▶ **SELECTED EXCERPT**:
Yesterday, as my son, Bill, and I left the pharmacy on Marsh Street, in down town San Luis Obispo, we passed a man with reddish hair and a sad face. As we walked by, I was strongly aware of his feelings of despair, but he didn't ask for anything, so I continued on.
"Do you give people money even when they don't ask for it?" I asked Bill. He said,
"Yeah, I do, when I can tell they need it."
"I wanted to give something to that man in front of CVS. He looked so miserable."
"I noticed him, too. Maybe he'll still be there when we go back to pick up my prescription."
Later, when we came out of the pharmacy, we saw him again. This time he approached us, and asked for help.
"Could you spare a little money, so I can get something to eat?" Bill and I both dug in our wallets for something to give him.
"It was so cold last night, I couldn't get warm...and I was hungry. I'm still hungry." We both gave him some money, saying we wished it could be more. His face brightened into a smile, he thanked us, and started off down Marsh Street.
This poor guy kept returning to my mind. We could tell he was new at asking for money, reluctant to do it, but driven by need.
I thought about how easy it is, now, for people to fall out of the system and become homeless. It hasn't ever happened to me, but it could have. I have often been on the edge, financially, wondering how I would pay the rent. Somehow, I always did.
I live on a tiny income in a mobile home park. I own my home, free and clear, because I bought it years ago when mobile homes were cheap. I don't feel poverty stricken, and yet technically, I am below the poverty level. Even so, what a chasm there is between me and the redhaired man who is hungry and homeless!
My house is warm and dry, I have a bed to sleep in and food to eat. I have a studio in which to paint and a computer to write on. I have musical instruments to play and books to read. There are geraniums, succulents, trees, and a beautiful bougainvillea growing in my back yard. My son, Bobby Jameson, owns the house with me, lives here, and is the reason it is warm and dry even though the roof is 40 years old. He worked on it for months to be sure it could withstand the winter rains, and it has.

▶ **EXERCISE INSTRUCTIONS**: Return the stretch of the text about the hungry man on Marsh Street from "This poor guy" through "hungry and homeless!", copied word for word. The data that follows is unrelated to the text about the hungry man on Marsh Street.

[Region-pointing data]
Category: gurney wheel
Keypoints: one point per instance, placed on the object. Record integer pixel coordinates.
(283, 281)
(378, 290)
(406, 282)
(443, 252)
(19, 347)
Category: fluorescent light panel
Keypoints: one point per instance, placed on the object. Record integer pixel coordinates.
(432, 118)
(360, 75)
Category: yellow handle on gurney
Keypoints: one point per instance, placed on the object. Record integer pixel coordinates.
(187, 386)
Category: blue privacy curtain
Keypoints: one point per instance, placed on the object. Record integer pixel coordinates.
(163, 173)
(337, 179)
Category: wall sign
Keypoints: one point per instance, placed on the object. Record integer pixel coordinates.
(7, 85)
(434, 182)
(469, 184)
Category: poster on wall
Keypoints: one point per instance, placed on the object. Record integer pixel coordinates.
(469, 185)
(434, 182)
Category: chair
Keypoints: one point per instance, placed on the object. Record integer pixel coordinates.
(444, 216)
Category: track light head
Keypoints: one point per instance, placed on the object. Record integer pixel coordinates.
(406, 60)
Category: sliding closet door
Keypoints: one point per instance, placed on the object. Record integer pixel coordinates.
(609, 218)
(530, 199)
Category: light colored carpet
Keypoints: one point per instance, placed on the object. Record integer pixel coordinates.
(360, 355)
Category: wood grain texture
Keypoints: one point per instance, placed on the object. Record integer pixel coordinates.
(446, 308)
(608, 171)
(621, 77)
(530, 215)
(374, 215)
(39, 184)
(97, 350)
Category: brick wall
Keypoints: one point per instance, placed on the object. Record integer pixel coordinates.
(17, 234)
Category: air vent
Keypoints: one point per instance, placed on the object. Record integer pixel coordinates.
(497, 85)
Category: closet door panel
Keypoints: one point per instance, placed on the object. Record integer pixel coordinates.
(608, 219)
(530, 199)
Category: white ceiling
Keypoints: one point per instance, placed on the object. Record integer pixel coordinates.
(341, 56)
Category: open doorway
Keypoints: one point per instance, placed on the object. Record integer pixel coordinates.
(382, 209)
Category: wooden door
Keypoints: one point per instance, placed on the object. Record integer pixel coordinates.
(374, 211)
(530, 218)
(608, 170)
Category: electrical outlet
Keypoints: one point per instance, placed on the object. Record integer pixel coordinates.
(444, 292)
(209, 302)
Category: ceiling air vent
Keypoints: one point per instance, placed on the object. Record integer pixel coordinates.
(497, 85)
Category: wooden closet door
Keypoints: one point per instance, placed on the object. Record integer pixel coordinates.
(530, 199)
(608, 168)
==
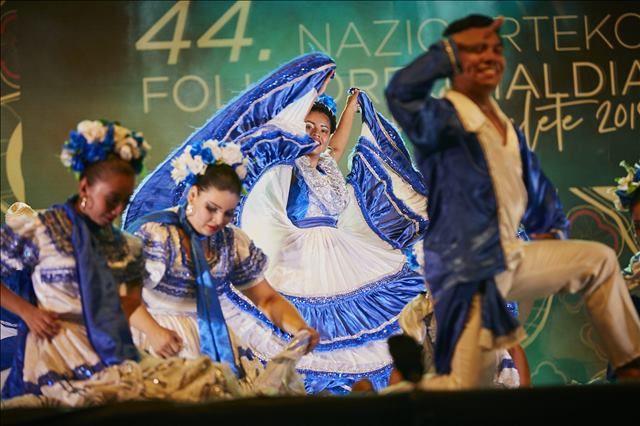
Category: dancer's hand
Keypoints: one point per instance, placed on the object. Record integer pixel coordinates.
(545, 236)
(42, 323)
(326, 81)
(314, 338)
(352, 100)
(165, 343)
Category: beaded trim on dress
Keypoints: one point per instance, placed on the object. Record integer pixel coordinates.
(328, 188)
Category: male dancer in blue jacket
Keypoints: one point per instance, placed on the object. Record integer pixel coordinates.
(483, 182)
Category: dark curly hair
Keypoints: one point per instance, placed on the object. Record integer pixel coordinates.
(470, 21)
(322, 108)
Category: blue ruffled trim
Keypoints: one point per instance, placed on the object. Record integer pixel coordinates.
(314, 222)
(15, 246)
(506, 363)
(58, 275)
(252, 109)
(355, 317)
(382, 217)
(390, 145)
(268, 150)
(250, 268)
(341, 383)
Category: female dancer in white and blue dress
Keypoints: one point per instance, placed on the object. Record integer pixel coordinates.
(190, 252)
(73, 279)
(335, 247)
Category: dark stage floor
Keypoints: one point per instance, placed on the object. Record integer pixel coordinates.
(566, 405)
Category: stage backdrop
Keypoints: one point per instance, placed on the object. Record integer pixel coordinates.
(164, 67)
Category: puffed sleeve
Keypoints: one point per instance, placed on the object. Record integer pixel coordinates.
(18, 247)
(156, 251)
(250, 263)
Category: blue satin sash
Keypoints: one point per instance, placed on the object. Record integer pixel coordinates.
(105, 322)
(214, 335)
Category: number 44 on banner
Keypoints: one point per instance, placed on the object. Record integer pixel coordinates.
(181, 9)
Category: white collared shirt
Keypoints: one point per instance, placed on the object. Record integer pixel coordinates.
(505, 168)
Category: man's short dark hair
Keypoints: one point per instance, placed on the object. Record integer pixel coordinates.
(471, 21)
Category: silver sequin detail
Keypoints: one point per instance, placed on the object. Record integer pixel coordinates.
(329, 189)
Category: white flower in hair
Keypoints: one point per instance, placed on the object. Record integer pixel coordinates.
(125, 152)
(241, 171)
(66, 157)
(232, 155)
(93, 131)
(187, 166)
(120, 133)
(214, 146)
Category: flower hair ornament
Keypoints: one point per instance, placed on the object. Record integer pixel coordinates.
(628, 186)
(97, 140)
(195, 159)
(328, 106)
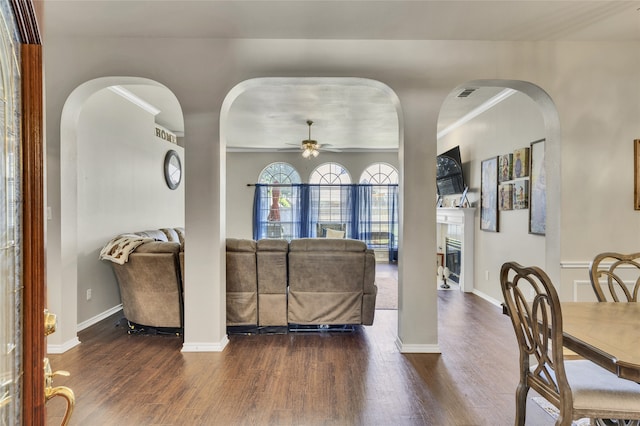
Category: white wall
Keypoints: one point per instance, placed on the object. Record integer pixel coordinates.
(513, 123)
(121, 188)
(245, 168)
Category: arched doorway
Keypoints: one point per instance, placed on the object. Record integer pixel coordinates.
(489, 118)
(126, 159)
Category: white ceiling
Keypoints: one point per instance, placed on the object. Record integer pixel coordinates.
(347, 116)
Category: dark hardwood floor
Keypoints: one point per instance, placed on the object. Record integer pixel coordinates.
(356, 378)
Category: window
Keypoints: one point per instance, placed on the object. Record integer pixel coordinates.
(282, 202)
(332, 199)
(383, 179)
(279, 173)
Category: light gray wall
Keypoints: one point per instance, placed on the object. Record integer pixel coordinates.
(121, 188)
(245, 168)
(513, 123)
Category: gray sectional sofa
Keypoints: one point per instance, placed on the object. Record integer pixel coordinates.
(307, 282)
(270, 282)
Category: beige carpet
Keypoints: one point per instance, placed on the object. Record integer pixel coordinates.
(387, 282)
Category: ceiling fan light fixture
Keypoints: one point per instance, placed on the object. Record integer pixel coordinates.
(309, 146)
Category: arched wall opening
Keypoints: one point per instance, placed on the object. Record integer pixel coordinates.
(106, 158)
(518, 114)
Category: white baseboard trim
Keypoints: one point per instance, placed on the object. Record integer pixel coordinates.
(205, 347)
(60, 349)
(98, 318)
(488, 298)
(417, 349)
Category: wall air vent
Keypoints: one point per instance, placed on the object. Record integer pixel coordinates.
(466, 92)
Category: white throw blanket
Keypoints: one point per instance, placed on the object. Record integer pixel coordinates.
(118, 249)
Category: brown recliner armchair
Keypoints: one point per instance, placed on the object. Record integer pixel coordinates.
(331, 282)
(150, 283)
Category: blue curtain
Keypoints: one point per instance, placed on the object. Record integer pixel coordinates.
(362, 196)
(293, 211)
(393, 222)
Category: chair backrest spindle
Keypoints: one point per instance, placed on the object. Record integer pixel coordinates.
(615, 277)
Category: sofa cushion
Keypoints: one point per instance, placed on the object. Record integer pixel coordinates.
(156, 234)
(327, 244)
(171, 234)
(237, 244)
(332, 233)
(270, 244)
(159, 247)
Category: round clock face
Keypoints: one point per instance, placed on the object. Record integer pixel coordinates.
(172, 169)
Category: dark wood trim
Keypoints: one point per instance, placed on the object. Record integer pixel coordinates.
* * *
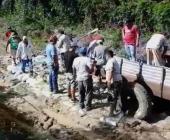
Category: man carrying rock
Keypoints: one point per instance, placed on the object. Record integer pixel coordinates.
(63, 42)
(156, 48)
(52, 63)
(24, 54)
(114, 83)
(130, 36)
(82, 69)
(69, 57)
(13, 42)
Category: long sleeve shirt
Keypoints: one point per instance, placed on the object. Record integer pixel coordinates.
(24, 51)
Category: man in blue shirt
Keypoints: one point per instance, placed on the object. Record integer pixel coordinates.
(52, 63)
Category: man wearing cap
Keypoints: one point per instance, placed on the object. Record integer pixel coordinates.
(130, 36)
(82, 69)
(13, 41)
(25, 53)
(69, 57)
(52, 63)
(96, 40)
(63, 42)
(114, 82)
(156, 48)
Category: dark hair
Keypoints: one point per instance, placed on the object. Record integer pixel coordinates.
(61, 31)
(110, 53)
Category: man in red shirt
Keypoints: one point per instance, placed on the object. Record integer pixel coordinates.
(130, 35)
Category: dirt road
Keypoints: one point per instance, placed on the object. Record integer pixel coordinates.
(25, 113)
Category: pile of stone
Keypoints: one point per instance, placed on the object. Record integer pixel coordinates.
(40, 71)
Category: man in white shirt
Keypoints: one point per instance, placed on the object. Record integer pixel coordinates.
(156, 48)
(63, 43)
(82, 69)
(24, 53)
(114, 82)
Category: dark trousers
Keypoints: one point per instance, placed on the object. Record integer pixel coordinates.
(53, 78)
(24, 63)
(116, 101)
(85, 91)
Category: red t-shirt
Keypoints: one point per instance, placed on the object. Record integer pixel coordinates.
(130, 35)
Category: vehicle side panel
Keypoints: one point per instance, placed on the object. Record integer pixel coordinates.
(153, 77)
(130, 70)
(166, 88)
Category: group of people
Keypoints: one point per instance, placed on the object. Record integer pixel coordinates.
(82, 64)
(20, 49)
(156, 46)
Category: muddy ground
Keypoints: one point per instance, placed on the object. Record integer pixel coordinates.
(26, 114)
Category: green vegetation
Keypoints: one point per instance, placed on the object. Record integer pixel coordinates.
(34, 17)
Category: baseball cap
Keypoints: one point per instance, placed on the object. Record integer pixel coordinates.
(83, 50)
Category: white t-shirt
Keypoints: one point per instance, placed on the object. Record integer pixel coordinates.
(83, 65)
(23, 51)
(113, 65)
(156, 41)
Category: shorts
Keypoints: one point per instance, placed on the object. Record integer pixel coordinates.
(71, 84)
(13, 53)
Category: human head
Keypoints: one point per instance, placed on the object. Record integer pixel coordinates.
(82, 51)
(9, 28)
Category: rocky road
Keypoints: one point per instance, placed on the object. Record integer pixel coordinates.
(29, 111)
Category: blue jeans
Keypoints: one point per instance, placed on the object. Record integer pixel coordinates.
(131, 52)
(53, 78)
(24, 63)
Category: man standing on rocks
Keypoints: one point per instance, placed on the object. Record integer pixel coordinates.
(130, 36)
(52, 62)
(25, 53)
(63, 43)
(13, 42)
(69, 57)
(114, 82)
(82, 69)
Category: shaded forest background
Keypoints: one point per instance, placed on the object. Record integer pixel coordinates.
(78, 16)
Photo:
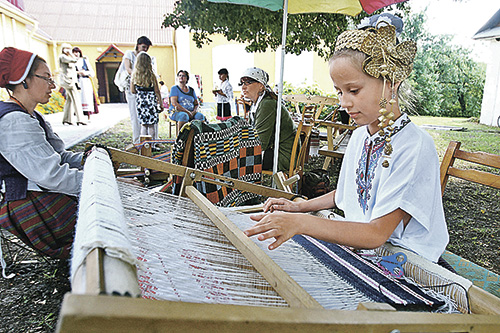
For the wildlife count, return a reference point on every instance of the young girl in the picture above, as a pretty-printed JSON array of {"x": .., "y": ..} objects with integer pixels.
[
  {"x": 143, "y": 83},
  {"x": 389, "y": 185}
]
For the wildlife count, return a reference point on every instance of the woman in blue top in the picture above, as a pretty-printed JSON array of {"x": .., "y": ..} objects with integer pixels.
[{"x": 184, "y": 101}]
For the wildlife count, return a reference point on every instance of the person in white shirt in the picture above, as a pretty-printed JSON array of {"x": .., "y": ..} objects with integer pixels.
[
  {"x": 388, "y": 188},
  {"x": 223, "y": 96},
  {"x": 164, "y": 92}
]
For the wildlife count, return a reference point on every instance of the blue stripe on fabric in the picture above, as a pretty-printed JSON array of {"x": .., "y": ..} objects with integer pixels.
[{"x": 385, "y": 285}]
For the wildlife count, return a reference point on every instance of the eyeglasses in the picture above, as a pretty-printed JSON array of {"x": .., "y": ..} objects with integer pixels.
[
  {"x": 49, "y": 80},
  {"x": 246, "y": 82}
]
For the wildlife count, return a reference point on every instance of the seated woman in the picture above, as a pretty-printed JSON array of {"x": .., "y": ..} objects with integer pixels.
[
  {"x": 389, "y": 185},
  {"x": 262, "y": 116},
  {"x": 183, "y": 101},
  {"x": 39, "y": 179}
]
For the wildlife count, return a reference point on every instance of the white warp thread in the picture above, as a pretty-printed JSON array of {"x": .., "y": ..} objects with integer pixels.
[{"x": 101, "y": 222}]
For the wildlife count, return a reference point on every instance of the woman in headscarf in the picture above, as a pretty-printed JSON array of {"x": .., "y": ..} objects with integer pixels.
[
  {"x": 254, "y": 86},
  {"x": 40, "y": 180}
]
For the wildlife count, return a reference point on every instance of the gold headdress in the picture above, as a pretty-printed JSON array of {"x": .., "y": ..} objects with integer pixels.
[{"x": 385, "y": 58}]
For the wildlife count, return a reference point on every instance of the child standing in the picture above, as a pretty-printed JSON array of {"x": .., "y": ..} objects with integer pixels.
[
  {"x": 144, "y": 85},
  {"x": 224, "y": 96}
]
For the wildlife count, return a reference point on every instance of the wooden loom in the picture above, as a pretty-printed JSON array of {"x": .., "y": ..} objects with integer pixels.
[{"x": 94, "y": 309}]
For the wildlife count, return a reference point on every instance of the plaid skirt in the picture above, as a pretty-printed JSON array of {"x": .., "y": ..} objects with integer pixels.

▶ **ANSWER TO THE EXERCISE**:
This poor guy kept returning to my mind. We could tell he was new at asking for money, reluctant to do it, but driven by need.
I thought about how easy it is, now, for people to fall out of the system and become homeless. It hasn't ever happened to me, but it could have. I have often been on the edge, financially, wondering how I would pay the rent. Somehow, I always did.
I live on a tiny income in a mobile home park. I own my home, free and clear, because I bought it years ago when mobile homes were cheap. I don't feel poverty stricken, and yet technically, I am below the poverty level. Even so, what a chasm there is between me and the redhaired man who is hungry and homeless!